* _Exercise objective_
Copy out each line containing "resolution" from the entries below.

* _Collected data_
------
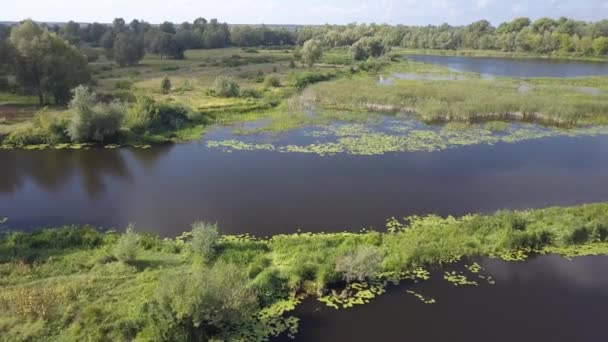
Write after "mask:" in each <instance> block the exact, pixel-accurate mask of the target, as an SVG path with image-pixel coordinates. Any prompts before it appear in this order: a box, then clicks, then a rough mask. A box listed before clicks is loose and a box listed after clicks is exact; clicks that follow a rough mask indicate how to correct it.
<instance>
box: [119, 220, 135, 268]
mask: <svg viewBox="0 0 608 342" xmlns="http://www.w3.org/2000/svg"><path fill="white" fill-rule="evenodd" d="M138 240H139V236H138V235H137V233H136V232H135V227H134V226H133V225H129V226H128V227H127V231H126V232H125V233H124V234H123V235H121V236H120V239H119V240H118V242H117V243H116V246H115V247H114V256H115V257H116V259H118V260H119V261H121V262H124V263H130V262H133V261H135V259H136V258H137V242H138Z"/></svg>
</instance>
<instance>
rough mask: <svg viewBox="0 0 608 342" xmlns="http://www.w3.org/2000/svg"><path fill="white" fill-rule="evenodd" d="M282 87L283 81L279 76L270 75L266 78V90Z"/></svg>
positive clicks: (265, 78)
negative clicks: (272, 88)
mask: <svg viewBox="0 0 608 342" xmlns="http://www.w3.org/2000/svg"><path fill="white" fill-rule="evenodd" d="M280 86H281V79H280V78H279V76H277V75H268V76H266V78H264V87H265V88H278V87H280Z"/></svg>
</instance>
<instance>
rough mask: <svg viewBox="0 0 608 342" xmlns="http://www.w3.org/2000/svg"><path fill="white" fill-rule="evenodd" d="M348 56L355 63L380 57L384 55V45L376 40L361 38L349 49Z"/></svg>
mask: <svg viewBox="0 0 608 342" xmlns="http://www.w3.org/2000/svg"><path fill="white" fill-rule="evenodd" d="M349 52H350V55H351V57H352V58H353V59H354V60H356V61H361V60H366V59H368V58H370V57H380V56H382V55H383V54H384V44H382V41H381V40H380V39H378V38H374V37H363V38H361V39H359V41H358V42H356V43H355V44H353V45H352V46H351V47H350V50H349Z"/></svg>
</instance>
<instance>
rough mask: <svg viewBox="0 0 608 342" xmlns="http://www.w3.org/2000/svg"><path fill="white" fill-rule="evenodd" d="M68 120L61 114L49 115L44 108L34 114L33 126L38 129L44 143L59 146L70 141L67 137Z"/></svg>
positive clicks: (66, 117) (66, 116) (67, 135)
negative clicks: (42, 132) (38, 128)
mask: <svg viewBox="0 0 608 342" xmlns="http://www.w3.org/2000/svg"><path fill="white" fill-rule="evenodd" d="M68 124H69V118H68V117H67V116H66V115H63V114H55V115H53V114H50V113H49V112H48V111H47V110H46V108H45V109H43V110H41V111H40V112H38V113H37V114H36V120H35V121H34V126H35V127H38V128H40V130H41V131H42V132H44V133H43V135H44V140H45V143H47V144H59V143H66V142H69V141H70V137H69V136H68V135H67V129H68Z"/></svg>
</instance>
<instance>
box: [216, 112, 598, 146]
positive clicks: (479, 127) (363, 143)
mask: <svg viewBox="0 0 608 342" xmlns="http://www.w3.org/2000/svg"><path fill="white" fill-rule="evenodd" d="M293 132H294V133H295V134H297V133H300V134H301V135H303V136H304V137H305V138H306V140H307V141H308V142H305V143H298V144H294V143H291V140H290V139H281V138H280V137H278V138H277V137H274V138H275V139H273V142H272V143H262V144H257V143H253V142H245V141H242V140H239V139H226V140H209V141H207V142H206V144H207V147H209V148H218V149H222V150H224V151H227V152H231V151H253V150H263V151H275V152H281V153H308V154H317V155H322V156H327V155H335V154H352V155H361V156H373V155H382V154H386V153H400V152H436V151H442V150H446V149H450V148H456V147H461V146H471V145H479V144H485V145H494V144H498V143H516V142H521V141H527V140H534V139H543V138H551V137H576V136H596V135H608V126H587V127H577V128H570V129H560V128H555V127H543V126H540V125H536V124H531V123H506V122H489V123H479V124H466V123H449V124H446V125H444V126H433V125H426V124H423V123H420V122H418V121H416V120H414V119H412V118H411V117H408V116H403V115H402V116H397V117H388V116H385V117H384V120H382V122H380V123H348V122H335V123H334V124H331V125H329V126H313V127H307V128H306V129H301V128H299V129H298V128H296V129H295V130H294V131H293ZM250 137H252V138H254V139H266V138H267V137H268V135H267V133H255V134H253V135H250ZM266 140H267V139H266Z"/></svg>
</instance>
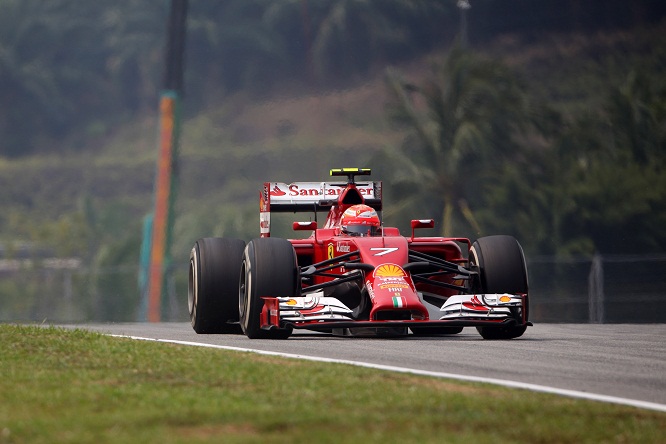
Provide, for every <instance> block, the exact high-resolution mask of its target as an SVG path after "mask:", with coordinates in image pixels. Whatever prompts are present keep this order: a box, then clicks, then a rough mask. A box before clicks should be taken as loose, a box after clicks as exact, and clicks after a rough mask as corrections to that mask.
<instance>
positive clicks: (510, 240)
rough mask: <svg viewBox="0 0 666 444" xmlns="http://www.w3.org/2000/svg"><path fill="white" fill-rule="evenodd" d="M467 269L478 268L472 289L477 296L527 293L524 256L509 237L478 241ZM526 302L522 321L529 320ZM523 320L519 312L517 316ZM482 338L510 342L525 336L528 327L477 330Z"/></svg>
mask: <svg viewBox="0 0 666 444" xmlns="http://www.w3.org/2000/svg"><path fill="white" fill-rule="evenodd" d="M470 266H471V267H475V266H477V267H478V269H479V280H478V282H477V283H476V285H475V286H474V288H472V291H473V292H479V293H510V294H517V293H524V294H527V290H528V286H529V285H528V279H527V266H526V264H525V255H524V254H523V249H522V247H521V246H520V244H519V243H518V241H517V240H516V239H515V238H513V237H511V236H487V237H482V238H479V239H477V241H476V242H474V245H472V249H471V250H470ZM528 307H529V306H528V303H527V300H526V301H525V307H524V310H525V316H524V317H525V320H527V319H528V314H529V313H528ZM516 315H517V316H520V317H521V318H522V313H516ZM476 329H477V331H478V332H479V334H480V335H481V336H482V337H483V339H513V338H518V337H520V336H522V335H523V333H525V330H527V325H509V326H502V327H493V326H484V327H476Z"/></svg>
------
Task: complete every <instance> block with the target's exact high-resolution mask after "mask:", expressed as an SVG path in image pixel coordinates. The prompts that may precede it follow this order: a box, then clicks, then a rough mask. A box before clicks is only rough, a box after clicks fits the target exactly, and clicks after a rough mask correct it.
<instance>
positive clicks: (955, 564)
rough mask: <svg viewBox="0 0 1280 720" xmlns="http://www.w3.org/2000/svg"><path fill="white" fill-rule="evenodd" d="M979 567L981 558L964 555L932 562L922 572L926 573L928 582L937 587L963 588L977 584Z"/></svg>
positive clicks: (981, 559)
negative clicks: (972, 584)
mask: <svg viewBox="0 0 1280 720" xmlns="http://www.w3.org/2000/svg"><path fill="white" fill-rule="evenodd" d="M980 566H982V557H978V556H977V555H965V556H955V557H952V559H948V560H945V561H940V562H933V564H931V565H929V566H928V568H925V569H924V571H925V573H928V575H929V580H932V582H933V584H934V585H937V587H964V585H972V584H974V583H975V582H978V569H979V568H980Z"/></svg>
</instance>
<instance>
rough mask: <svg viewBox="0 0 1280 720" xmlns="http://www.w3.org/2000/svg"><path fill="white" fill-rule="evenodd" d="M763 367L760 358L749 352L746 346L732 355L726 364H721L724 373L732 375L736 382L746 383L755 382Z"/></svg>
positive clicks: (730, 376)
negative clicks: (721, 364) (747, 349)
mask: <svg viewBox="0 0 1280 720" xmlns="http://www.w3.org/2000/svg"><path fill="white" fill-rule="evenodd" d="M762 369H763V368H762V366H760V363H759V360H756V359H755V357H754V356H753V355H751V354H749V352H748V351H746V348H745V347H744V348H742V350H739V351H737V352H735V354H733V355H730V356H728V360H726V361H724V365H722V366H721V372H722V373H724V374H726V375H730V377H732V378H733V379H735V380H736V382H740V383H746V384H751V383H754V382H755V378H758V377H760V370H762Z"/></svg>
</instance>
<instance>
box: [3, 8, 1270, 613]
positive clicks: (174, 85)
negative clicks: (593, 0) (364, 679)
------
* _Result below_
Provide, for every <instance> block, the exact high-resolution mask of its target as an SVG path after "mask:", with coordinates in image pixels. Whatever prompts are present keep this order: a box, then clicks, then a rough mask. A box before clicks should be taken as loose, a box after clicks as exact, and clicks after a rough mask as corrections to that mask.
Task: complete every <instance> block with the target's exact high-resolution mask after "mask:", expressed as an SVG path in image pixel coordinates. The prompts that may precede it follow this order: a box, then clicks, then a rough mask. A box before clicks is only rough, a box after clicks fits the target exactly, and clicks after a rough mask correct it.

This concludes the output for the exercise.